Passage shown:
Alzheimer’s Association Summer Safety Tips

The pleasures of summer include longer, warmer and sunnier days, celebrations with family and friends, and backyard BBQs. For the person caring for a loved one with Alzheimer’s disease, summer can also bring with it additional safety challenges. By taking a few minutes to review the following safety tips, families can enjoy a fulfilling and pleasant summertime together.

Sunshine and Warm Weather

  • Limit your loved one’s exposure to the sun. Place lawn chairs in shaded areas. Stay indoors between 10 a.m. and 2 p.m. when the sun’s rays are the strongest. Encourage your loved one to wear a hat and sunglasses.
  • Apply and reapply sunscreen when outside for long periods of time. Spray kind is easier.
  • Provide lots of fluids. Keep a cool glass of water within arm’s reach as a reminder. Add a flavor to the water to make it tasty. Provide non-alcoholic beer or lemonade for backyard BBQs.
  • Decision making may be increasingly difficult so dressing appropriately for hot days can be hard. Put away winter clothes, boots, gloves and hats, and replace them with just one or two choices of shirts, pants or shorts/skirts, a hat with a large brim and a light jacket or sweater.
  • Enroll in or if necessary, update information with the Medic Alert® + Alzheimer’s Association Safe Return® or Comfort Zone® to reduce the risk of wandering.

Summer Fun

Loud noises and crowds can increase anxiety. Consider watching fireworks from your home or in the quiet of the car and parades on television; picnic on a weekday or early in the day.

Never allow unsupervised access to fire pits, and the hot surfaces of BBQ grills or campfires.

Attending ballgames may be something your loved one has always enjoyed. However, large crowds can be overwhelming for the person with Alzheimer’s disease.

Identify a “buddy” to stay with him/her, accompany your loved one to the restroom and the concession stand, and have the “buddy” stay with them at all times. Watch for signs of discomfort or confusion.

Do not allow an individual with Alzheimer’s disease to swim unsupervised, and do not leave children in the pool under the supervision of the person with Alzheimer’s disease.

If your loved one still enjoys bicycling, consider accompanying him on the ride or ask a trusted companion to accompany him.  Encourage your loved one to wear a helmet and to ride on trails designated for pedestrians and cyclists. Or look into spin classes at the local recreation center.

Information supplied:
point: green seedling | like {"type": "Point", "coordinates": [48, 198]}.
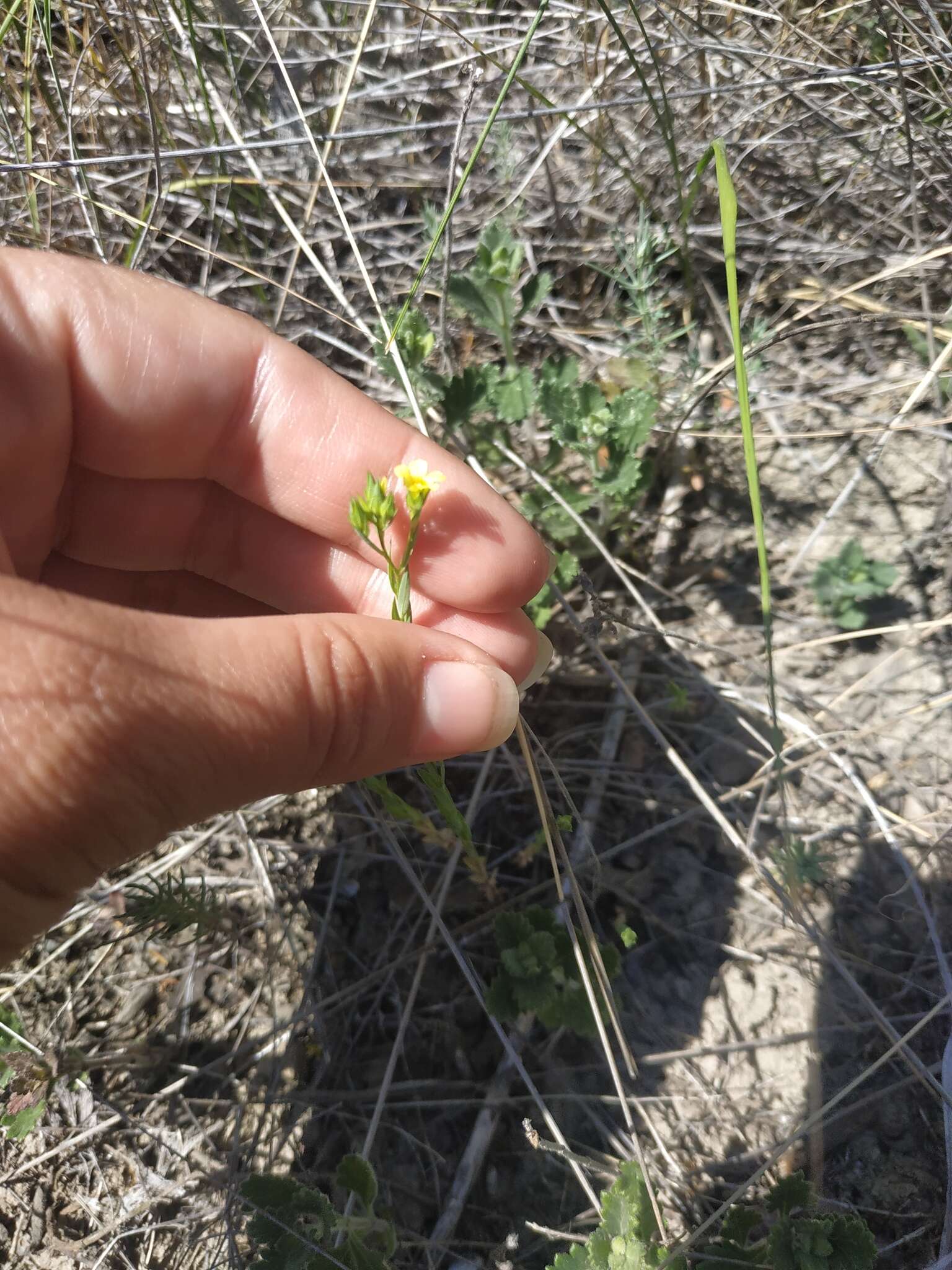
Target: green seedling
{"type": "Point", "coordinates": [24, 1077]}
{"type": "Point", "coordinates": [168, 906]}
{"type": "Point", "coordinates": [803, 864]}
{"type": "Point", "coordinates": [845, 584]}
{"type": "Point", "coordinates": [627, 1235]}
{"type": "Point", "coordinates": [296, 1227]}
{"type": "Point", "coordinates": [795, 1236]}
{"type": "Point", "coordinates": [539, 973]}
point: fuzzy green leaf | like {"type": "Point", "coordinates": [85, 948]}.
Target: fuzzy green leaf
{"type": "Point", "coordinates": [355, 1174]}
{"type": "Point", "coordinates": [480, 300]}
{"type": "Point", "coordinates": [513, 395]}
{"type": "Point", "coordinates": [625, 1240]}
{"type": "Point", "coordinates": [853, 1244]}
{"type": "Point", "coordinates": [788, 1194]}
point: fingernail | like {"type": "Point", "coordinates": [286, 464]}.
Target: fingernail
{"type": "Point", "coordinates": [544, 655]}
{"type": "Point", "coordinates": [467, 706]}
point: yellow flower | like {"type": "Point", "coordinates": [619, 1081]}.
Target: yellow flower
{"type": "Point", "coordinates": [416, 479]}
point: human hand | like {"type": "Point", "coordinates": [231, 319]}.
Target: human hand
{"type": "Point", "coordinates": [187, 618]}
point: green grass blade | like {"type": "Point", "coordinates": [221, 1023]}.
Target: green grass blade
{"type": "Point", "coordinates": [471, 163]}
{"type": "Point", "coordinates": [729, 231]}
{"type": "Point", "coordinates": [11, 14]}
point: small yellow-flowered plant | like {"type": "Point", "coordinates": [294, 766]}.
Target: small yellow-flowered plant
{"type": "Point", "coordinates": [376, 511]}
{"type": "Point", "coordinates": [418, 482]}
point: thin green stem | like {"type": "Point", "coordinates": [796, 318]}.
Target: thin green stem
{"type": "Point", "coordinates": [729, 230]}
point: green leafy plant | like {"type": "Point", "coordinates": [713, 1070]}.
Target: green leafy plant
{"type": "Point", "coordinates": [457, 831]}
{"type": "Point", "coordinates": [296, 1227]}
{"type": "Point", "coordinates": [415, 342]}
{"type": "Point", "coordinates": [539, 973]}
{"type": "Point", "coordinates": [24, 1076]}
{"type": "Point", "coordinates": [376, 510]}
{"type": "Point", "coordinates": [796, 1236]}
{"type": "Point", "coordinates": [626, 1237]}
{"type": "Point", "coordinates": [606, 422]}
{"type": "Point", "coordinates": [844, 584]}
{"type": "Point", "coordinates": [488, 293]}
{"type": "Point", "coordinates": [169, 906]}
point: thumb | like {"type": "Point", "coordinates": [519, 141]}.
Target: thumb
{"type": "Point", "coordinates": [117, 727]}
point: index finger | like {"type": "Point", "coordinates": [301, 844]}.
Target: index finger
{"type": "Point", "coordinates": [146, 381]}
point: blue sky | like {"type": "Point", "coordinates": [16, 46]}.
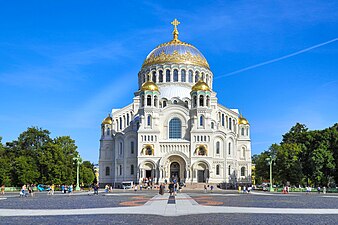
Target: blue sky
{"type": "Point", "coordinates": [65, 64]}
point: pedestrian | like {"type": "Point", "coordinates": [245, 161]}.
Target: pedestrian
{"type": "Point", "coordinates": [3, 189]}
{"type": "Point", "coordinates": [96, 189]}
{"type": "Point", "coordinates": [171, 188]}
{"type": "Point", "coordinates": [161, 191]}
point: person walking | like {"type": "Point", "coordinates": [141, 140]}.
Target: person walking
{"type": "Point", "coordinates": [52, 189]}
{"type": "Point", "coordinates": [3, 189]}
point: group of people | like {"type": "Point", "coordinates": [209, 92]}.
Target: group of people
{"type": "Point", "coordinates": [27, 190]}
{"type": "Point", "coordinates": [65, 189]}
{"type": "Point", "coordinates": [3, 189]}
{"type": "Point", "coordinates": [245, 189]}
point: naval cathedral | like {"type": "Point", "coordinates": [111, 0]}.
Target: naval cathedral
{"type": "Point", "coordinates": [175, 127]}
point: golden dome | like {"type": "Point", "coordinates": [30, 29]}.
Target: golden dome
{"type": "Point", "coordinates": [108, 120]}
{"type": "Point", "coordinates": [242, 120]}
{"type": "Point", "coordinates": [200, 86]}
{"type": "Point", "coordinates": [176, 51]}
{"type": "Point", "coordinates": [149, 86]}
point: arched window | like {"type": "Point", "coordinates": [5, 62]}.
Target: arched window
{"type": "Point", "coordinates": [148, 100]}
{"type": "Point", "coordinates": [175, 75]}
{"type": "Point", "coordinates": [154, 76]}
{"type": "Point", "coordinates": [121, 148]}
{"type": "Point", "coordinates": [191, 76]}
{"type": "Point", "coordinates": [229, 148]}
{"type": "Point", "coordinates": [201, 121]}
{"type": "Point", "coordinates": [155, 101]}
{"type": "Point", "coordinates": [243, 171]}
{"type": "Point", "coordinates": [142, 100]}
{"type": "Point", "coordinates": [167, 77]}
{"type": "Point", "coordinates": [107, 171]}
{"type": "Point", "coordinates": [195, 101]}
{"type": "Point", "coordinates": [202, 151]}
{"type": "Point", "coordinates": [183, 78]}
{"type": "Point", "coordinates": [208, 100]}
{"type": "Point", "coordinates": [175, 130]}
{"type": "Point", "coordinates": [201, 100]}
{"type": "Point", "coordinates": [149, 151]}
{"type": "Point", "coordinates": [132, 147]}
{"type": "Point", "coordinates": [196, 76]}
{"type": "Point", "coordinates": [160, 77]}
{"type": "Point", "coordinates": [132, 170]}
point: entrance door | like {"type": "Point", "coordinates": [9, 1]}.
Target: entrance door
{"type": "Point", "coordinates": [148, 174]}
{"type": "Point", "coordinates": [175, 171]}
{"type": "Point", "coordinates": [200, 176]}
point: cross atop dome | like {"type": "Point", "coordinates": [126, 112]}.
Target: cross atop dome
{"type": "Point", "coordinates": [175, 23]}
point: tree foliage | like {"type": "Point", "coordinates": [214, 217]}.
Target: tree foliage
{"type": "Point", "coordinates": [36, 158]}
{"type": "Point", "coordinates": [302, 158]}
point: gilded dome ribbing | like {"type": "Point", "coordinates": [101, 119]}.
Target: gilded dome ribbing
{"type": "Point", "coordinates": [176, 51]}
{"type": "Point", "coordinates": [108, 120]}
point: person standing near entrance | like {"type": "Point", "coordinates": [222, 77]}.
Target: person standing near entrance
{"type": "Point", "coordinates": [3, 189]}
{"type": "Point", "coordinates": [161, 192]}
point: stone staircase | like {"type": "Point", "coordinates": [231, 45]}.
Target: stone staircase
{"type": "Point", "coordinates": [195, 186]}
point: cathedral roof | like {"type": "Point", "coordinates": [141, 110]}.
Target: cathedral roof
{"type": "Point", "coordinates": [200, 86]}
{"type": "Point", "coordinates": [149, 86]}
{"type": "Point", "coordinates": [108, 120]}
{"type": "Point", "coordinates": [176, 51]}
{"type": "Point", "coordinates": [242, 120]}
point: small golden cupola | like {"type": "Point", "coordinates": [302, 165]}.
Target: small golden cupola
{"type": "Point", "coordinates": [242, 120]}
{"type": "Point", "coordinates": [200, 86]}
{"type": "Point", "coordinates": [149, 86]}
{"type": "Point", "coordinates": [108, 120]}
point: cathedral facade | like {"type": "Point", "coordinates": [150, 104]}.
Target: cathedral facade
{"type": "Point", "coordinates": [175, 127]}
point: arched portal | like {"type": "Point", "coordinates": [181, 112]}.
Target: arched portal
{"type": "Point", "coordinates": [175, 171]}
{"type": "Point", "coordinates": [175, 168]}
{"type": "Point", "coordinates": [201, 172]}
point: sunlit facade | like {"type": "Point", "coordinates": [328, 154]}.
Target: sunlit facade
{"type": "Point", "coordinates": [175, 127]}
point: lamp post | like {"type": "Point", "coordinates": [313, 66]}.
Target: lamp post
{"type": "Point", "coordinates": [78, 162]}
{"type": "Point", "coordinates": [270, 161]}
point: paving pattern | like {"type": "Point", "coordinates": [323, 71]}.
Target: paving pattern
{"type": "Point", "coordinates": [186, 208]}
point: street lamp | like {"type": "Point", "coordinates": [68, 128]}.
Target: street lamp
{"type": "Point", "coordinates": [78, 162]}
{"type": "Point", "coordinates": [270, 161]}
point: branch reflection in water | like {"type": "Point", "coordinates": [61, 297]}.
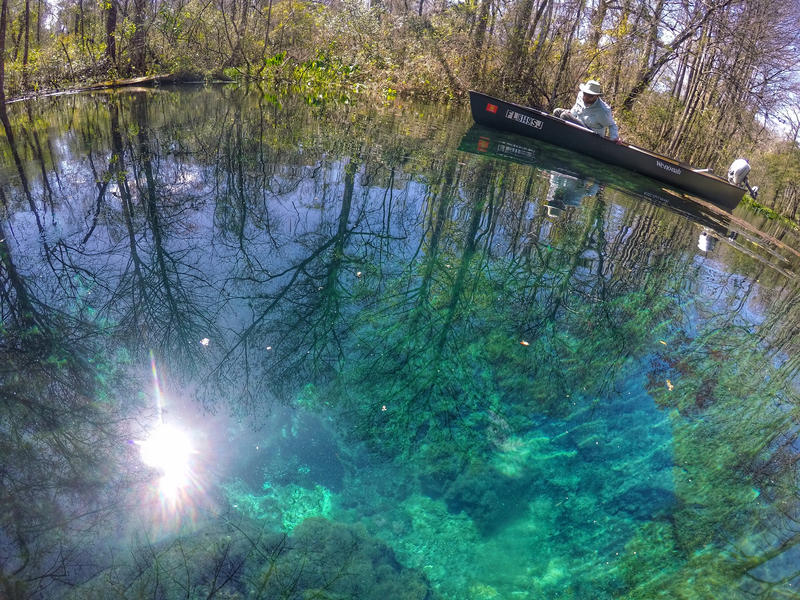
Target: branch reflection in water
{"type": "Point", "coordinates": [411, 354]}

==

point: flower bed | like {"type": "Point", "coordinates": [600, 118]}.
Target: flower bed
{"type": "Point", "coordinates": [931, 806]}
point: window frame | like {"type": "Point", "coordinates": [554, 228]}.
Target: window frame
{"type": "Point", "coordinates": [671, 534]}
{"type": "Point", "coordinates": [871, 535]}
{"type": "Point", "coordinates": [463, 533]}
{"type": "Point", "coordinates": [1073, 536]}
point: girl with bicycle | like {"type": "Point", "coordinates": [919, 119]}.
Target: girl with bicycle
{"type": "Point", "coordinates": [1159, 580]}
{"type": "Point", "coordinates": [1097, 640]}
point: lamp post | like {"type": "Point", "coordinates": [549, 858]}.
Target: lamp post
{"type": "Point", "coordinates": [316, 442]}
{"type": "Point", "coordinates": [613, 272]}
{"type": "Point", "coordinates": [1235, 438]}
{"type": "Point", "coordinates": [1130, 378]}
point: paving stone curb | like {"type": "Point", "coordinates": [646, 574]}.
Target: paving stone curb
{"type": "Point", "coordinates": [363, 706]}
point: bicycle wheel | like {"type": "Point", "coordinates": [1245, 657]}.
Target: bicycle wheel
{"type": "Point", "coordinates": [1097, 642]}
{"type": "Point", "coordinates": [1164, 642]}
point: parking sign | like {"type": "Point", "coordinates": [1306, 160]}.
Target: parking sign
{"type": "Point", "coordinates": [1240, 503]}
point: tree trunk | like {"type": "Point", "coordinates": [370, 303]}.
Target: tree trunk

==

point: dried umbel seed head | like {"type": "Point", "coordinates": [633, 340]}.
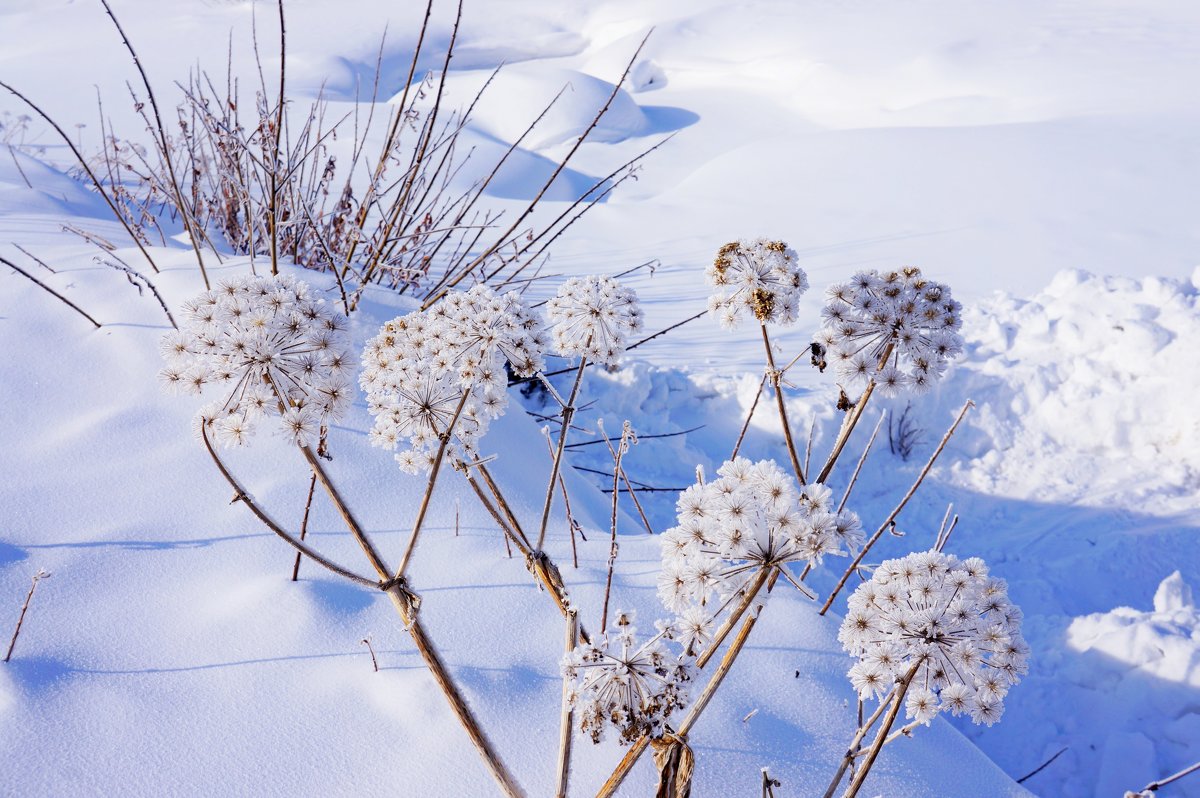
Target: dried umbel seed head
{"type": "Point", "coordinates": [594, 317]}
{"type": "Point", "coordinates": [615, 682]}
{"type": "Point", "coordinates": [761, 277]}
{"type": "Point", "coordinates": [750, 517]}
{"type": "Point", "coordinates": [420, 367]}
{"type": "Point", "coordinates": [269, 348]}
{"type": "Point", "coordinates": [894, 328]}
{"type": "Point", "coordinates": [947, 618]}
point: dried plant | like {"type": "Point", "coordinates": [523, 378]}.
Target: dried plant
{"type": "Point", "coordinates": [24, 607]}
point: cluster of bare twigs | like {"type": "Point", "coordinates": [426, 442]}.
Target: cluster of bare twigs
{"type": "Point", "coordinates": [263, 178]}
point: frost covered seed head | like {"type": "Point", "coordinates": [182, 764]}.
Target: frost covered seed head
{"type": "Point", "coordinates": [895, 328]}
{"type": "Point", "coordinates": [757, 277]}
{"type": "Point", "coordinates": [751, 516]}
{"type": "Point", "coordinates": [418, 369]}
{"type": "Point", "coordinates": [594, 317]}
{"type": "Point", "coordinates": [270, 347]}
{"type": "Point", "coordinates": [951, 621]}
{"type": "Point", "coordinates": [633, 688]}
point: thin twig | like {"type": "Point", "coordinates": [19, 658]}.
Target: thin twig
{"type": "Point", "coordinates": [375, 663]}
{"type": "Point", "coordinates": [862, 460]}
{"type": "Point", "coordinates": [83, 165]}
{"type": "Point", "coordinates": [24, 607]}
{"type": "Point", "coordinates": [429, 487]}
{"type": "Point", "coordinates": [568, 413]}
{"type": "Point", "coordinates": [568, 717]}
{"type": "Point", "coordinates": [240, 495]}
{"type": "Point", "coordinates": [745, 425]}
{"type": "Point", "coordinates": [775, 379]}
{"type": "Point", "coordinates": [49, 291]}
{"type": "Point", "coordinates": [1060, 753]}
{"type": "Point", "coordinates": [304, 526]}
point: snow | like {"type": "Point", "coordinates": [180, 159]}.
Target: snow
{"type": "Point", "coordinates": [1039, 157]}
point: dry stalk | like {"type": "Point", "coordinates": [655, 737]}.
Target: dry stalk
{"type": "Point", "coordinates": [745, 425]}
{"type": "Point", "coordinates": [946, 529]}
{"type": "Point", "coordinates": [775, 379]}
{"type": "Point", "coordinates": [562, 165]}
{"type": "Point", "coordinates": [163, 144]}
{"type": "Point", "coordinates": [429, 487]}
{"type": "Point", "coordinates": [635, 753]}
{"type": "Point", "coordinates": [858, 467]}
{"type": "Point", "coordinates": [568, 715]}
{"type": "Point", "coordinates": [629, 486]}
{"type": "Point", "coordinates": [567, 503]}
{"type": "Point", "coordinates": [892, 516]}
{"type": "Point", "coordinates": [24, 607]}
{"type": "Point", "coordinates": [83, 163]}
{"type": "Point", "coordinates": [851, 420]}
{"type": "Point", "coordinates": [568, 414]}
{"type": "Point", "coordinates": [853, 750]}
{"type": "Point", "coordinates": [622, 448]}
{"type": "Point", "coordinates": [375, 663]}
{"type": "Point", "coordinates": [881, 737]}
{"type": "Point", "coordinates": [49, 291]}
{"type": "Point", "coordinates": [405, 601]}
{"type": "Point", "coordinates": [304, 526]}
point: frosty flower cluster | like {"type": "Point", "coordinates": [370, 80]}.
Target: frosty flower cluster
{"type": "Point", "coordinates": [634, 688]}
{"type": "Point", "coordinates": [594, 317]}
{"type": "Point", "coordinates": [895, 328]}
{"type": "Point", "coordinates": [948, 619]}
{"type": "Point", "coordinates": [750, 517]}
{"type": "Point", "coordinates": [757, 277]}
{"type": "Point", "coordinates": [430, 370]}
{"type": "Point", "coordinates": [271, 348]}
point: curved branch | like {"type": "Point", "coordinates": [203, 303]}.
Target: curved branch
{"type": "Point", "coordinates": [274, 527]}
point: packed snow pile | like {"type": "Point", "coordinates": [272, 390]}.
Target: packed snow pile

About this exercise:
Using the summer safety tips above, answer:
(a) Between what hours should the person stay indoors?
(b) Which kind of sunscreen is called easier?
(c) At ballgames, who should stay with the loved one at all times?

Response to this task:
(a) Between 10 a.m. and 2 p.m., when the sun's rays are strongest.
(b) The spray kind.
(c) A "buddy" chosen to stay with them, including on trips to the restroom and the concession stand.